**THE PROBLEM:**
Copy, from the entries below, each line in which the string "shop" appears.

**EXTRACTED DATA:**
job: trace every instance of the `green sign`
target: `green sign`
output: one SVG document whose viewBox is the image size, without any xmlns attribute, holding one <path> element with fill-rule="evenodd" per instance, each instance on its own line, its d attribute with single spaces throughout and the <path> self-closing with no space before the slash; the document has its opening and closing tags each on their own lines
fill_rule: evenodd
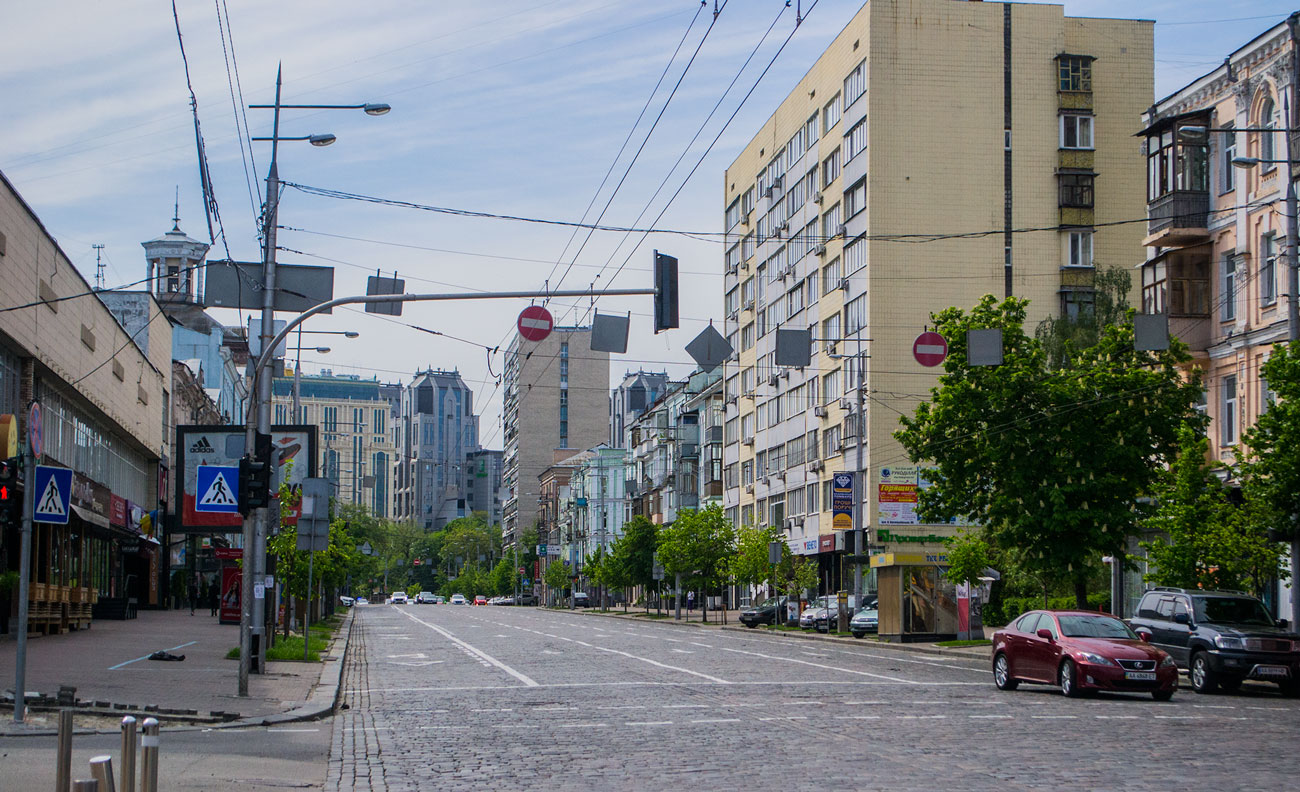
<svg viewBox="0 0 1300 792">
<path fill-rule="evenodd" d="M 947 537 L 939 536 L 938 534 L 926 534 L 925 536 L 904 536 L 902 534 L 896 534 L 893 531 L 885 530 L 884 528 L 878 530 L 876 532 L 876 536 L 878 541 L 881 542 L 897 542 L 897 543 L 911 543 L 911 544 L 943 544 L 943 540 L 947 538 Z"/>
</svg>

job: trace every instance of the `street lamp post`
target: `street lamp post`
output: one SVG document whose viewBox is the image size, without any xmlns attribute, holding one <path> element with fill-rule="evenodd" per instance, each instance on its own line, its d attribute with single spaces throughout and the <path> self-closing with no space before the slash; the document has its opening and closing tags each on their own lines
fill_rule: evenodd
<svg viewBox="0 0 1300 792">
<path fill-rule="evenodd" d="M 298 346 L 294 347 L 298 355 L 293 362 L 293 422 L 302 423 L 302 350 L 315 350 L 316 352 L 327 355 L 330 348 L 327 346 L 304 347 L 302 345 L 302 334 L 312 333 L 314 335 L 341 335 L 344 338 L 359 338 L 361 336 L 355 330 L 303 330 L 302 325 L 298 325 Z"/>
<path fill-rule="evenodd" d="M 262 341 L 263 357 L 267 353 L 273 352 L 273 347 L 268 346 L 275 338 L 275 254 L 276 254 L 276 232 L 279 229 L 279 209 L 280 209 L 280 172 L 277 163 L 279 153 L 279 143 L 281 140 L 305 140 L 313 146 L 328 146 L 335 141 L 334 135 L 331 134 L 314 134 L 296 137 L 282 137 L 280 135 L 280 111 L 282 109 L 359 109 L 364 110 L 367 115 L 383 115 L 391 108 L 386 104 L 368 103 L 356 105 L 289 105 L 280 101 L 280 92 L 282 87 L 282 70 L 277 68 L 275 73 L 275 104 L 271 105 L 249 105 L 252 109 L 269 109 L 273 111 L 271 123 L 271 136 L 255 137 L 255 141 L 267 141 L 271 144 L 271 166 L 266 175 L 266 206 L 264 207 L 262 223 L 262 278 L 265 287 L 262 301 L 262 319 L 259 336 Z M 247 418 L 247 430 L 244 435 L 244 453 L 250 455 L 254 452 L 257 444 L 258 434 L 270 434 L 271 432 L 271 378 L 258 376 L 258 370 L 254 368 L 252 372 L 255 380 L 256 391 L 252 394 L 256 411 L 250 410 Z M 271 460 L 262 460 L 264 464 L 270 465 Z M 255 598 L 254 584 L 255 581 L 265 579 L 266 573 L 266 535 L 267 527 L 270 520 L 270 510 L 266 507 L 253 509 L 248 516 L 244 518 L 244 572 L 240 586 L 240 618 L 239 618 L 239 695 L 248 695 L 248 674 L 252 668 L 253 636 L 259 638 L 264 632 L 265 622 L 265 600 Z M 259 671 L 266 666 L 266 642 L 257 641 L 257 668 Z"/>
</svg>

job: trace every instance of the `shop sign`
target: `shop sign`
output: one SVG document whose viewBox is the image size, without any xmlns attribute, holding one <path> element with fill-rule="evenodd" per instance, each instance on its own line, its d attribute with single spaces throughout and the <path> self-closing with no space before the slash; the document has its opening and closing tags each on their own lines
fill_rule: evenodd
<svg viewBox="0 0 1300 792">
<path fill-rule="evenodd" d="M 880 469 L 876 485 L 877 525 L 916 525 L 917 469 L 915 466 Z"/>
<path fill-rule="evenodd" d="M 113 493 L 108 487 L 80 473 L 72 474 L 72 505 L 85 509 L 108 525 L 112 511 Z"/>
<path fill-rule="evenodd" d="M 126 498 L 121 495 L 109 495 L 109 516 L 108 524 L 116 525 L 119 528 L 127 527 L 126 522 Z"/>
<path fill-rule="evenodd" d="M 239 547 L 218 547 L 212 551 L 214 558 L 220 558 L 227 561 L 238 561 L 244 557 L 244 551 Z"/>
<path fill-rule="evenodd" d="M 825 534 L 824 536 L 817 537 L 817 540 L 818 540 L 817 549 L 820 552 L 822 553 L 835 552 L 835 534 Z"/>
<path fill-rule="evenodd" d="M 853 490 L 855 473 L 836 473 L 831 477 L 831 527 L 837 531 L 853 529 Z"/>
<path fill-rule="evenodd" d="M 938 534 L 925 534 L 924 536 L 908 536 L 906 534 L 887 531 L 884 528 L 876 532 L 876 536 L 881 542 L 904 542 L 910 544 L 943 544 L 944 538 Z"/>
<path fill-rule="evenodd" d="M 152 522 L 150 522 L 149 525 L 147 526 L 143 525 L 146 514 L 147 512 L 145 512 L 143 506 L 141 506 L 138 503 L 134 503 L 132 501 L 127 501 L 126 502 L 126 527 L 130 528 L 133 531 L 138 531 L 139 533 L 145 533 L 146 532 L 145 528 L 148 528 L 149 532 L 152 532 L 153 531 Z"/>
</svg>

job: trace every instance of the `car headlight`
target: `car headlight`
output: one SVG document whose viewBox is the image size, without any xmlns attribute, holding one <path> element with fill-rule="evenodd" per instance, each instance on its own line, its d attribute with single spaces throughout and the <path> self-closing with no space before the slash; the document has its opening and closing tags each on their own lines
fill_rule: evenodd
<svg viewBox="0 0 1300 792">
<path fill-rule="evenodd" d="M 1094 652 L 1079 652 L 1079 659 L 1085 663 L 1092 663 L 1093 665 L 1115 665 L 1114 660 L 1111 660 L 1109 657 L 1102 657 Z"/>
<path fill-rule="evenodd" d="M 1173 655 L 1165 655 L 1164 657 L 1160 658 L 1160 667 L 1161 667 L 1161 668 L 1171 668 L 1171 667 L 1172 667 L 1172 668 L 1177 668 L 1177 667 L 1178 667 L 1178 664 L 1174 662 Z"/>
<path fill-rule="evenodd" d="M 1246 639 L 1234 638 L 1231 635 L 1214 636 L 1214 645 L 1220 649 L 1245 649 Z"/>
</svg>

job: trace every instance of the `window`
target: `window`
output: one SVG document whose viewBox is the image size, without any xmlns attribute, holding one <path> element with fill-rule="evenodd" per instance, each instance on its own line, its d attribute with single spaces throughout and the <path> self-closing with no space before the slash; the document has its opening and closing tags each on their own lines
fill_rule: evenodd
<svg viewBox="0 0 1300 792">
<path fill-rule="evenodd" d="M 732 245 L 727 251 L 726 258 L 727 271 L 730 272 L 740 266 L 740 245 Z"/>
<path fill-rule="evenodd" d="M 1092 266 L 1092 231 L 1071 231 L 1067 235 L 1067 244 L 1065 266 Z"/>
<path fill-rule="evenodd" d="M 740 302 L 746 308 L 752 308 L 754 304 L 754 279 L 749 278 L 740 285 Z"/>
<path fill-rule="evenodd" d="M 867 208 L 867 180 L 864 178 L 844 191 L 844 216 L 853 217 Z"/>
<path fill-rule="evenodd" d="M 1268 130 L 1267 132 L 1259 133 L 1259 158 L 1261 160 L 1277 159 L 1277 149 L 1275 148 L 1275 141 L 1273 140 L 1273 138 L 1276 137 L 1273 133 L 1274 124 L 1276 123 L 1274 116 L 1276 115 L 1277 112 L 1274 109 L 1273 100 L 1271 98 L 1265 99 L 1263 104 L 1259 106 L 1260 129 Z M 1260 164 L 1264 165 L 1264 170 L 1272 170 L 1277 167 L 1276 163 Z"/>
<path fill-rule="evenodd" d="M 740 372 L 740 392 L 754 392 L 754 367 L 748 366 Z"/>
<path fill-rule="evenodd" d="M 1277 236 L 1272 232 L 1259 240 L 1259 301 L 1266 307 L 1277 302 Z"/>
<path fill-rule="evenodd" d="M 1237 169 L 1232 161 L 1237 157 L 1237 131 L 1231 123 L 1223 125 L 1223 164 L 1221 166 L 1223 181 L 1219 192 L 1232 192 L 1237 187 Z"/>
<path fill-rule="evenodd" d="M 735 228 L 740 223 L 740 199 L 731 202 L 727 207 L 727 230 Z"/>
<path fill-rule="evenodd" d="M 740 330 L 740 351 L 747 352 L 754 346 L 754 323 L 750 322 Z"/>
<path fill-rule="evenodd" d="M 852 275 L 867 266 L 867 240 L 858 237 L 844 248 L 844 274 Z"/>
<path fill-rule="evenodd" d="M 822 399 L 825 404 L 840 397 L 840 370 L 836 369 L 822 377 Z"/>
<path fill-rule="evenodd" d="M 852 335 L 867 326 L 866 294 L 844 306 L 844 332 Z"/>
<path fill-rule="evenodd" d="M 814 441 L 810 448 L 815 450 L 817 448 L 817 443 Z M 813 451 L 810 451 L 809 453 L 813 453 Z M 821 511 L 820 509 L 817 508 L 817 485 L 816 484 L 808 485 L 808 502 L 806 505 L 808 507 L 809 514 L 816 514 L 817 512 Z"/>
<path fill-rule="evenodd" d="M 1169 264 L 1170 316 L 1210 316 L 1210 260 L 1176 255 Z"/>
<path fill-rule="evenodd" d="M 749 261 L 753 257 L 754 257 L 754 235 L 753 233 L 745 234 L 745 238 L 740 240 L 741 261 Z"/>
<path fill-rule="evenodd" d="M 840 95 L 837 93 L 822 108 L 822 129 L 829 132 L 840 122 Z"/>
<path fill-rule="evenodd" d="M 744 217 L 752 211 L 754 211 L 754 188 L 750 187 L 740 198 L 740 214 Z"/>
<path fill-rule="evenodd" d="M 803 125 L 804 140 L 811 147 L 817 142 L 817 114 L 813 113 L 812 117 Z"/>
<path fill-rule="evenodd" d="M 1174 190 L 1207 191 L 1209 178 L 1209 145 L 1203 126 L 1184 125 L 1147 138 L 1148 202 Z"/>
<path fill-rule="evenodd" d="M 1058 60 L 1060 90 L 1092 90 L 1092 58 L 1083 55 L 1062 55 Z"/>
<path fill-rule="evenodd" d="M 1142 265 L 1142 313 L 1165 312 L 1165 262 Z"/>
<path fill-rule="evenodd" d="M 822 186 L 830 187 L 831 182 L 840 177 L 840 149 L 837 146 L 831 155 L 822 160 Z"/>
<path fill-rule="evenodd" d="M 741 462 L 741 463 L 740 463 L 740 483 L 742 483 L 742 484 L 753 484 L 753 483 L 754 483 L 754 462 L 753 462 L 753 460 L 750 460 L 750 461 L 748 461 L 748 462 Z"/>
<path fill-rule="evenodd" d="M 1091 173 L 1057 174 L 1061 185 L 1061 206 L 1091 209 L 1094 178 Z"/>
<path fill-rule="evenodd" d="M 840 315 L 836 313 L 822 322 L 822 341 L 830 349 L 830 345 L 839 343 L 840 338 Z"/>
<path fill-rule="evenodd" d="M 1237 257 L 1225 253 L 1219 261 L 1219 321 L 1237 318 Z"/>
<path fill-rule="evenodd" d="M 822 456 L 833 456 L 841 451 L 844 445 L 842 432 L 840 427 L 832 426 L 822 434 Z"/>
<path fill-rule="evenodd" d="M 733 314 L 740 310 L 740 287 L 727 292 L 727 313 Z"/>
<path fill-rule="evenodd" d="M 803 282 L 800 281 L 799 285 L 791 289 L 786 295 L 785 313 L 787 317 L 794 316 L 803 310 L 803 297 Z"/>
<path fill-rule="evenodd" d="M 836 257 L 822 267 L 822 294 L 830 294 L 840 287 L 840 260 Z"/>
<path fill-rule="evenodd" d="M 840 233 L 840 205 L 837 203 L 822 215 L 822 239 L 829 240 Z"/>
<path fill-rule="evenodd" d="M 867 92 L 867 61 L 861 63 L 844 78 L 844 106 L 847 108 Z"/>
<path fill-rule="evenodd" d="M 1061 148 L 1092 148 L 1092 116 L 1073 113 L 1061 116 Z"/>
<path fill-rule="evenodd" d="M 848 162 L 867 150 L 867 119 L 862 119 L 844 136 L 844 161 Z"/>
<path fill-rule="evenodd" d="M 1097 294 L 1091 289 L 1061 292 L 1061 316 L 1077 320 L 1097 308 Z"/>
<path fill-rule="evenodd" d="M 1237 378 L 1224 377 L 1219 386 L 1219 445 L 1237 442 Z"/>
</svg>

**ANSWER:**
job: trace every instance of the `shop sign`
target: `shop sign`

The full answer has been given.